Directions. Duplicate the items below without any change, covering the stretch from the line that contains "Q: For every instance of the knitted" through the end of the items.

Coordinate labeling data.
# # #

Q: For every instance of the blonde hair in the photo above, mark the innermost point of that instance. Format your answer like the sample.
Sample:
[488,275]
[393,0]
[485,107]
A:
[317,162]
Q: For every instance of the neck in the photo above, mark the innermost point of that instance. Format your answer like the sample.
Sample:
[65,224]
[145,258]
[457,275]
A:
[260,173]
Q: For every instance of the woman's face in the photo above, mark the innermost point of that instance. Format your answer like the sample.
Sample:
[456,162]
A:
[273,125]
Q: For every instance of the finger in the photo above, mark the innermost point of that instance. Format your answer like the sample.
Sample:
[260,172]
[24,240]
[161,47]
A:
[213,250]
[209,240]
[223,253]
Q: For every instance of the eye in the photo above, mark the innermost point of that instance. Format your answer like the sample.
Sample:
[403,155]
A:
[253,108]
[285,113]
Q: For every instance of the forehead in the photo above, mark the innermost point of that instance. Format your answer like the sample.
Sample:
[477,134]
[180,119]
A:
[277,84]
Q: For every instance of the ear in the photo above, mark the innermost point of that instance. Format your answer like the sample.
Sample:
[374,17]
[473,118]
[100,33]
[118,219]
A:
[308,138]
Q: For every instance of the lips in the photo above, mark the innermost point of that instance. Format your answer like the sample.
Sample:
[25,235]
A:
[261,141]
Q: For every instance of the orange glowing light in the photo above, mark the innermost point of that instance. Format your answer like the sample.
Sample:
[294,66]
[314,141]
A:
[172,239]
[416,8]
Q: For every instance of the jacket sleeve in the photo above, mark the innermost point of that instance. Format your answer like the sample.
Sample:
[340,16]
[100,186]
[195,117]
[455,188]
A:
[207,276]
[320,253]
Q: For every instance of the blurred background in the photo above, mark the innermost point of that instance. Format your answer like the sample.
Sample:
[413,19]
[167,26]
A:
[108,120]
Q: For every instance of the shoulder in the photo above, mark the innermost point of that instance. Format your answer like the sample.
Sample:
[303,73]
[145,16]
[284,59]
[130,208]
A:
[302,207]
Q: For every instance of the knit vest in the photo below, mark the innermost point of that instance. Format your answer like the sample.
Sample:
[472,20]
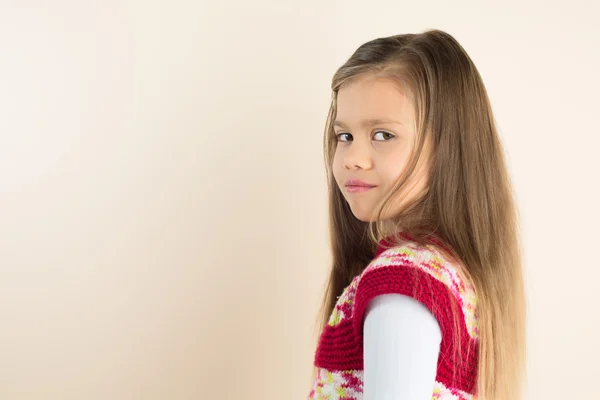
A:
[425,273]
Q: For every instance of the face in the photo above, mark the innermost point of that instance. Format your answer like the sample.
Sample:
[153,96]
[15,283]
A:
[374,127]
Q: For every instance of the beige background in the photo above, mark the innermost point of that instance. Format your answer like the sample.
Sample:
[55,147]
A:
[163,222]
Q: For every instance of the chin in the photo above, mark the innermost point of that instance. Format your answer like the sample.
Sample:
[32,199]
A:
[362,215]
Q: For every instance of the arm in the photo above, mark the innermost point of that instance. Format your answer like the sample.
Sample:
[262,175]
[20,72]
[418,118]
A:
[401,349]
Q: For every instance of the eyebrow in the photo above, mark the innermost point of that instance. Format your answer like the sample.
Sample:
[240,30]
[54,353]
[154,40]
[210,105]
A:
[369,122]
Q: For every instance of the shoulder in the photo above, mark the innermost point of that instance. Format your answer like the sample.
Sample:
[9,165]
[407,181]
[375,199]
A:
[426,258]
[422,271]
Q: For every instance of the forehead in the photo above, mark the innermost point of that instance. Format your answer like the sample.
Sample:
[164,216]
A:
[373,98]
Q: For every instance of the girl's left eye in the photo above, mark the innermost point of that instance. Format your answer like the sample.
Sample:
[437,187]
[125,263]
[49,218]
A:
[383,134]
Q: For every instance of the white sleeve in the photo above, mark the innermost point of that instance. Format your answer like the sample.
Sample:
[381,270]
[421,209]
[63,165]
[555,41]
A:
[401,348]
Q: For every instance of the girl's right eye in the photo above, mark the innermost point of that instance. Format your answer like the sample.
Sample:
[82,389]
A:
[341,135]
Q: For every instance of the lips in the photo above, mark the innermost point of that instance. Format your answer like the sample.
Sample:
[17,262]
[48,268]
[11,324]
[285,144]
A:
[357,186]
[358,183]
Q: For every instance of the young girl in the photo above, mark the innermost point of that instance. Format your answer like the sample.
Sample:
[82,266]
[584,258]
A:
[425,298]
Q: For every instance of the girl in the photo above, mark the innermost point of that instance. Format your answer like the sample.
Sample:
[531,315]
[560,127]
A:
[425,298]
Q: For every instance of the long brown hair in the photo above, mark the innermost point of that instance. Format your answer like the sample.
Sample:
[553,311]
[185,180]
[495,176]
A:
[468,203]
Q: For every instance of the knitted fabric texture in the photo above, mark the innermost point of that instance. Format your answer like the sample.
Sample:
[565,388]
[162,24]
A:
[425,273]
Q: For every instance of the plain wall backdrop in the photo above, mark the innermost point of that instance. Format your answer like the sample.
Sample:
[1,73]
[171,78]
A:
[163,212]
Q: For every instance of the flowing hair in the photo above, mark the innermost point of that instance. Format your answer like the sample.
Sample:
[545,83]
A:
[468,203]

# # #

Solution.
Q: For every instance of the knitted fabric texture in the photo above, mark the innermost point of that instance. Format your answer like the sample.
Sample:
[565,388]
[162,24]
A:
[425,273]
Q: For every instance of the plain wall backdrop in the photo above, mark the innermost point of that instance. Format your answer like the sample.
Sample:
[1,73]
[171,78]
A:
[163,212]
Q: For every instance of the flowing hair in the photo above, mark the innermost point of that instance. Format your answer like the sample.
Sample:
[545,83]
A:
[468,203]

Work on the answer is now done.